Collection entries
* * * * *
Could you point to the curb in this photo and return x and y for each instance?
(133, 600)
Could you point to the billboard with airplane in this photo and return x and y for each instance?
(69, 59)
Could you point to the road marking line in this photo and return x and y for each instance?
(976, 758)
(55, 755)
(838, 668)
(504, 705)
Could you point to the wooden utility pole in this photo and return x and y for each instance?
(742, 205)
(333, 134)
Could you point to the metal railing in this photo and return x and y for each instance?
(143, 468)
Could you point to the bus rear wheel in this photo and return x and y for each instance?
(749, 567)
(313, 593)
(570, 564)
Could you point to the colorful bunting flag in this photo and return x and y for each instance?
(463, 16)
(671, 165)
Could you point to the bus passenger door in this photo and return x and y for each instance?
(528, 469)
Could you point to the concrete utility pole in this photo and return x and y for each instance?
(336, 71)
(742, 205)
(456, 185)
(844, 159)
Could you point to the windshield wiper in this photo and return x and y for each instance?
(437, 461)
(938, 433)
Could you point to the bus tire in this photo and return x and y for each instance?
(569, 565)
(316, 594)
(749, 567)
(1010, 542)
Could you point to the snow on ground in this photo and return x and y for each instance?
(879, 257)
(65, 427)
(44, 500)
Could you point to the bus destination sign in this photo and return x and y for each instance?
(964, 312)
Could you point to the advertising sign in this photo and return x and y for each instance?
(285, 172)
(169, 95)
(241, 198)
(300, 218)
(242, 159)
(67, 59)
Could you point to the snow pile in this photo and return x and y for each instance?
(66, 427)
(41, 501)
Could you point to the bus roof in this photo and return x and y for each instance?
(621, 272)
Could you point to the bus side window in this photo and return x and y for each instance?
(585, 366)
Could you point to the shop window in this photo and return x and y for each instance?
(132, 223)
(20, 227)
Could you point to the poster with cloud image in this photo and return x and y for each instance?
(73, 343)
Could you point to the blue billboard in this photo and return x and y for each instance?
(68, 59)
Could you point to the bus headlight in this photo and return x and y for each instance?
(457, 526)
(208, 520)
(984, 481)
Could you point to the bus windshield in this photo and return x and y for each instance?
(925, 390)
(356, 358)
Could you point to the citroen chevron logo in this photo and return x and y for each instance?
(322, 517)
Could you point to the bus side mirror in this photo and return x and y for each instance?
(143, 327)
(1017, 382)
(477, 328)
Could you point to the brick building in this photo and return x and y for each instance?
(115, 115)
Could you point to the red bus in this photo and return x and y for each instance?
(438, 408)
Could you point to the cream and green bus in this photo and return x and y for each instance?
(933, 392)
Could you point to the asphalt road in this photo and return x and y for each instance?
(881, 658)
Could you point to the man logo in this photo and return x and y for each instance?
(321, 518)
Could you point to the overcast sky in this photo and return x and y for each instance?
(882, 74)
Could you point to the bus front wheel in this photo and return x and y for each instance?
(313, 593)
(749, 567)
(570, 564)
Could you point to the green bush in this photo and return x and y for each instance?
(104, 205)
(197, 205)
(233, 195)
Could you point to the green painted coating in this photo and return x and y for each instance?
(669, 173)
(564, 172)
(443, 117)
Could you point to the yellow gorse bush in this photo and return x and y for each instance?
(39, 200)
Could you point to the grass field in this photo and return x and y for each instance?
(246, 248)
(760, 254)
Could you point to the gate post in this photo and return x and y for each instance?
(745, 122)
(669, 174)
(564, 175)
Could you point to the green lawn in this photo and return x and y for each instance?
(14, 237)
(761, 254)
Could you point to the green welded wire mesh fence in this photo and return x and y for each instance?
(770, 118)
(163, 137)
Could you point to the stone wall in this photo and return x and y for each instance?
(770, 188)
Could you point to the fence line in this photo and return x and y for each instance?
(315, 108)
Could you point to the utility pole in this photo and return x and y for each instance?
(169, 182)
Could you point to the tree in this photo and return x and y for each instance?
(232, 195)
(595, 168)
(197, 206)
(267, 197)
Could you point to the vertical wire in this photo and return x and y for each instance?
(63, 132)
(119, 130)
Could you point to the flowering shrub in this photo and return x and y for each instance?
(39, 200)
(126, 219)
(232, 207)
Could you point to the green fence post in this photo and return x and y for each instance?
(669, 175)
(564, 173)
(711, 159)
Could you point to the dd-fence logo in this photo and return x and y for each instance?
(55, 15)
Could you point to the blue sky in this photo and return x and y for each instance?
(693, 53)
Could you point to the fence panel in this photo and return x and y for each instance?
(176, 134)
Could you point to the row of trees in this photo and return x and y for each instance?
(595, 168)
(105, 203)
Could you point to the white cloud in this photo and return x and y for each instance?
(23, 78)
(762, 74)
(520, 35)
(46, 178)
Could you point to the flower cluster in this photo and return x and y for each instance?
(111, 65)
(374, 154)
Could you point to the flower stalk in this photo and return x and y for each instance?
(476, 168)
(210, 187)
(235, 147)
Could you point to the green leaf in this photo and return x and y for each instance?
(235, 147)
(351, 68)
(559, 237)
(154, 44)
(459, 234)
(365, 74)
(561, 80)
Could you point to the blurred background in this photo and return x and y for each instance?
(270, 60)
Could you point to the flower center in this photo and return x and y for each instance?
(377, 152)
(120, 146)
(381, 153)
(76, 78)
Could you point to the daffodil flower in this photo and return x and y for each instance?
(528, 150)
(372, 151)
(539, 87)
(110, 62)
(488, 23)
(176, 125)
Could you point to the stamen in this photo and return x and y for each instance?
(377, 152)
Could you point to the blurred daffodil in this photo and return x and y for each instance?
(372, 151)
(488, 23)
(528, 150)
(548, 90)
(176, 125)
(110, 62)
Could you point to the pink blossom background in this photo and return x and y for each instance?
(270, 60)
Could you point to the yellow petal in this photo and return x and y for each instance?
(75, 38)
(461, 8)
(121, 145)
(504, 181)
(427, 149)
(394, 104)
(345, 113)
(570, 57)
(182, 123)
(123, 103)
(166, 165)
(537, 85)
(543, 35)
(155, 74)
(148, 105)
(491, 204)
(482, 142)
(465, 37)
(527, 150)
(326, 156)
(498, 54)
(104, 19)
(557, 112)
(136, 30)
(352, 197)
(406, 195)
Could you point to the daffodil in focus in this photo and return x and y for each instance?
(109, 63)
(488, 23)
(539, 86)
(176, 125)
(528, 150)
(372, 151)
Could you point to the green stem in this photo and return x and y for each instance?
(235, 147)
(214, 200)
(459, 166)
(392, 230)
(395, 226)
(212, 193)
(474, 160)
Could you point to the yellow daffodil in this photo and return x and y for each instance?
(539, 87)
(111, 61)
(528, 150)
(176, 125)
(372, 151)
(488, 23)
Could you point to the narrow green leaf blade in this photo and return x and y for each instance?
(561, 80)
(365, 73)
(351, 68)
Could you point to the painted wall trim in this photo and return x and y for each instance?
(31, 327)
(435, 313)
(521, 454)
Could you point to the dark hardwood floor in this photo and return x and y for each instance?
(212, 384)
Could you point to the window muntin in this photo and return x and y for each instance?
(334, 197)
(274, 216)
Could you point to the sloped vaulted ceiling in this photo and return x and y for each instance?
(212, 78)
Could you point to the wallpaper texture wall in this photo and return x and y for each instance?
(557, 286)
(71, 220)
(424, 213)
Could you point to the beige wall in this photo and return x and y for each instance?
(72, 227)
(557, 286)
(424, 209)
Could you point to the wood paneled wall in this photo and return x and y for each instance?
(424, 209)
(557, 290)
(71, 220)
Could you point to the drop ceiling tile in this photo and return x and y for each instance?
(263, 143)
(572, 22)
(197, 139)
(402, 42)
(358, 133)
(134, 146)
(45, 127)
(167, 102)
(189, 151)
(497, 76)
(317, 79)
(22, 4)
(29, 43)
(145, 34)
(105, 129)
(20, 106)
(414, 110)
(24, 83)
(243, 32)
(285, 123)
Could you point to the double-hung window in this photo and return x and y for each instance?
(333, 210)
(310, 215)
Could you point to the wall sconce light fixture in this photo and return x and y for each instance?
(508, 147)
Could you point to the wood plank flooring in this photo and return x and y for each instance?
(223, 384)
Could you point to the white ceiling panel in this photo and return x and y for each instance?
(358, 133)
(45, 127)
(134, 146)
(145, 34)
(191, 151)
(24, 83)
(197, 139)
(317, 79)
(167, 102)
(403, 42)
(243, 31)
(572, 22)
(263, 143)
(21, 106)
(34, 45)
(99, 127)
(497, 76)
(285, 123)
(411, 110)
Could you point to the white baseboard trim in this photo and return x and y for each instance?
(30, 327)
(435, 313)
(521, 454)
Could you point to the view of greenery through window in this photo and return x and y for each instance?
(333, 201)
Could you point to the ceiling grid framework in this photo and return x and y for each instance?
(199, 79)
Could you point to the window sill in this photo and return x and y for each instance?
* * * * *
Copy the entries again, beginning at the line that contains "Could you point to the beige" and continuing through the end of the entries, with every "white" swapped for "off-white" and everything else unchanged.

Could you point to the beige wall in this photo and return x and y for each instance?
(72, 227)
(557, 286)
(424, 209)
Could you point to the wood paneled wall in this photo and return x and y for each instance?
(424, 209)
(557, 290)
(71, 220)
Could you point to the drop ceiling tile in this photo and return x and y for each instance?
(263, 143)
(572, 22)
(197, 139)
(402, 42)
(358, 133)
(134, 146)
(45, 127)
(167, 102)
(189, 151)
(497, 76)
(317, 79)
(22, 4)
(29, 43)
(145, 34)
(105, 129)
(20, 106)
(414, 110)
(24, 83)
(243, 32)
(285, 123)
Could you point to the double-hung window in this photo and return x and y for each instance?
(333, 210)
(310, 215)
Could you point to the wall sconce light fixture in this photo and return x and y for each instance?
(508, 147)
Could you point to the wood plank flooring in this photo and return x and y for each instance?
(223, 384)
Could you point to the off-white ceiling panel in this photo and return x and y for each instance?
(358, 133)
(45, 127)
(134, 146)
(145, 34)
(191, 151)
(24, 83)
(197, 139)
(317, 79)
(167, 102)
(403, 42)
(243, 31)
(572, 22)
(263, 143)
(21, 106)
(34, 45)
(99, 127)
(497, 76)
(285, 123)
(411, 110)
Could you point to the off-white baseboard trim in this photo and return x and y for each instance?
(30, 327)
(435, 313)
(521, 454)
Could you point to the view of greenery through window in this photo and return x and y for each instance?
(333, 201)
Could you point to the ceiling grid framework in this photo and return x and y for each instance?
(199, 79)
Could you point to the window sill in this photo and return x and y for each instance?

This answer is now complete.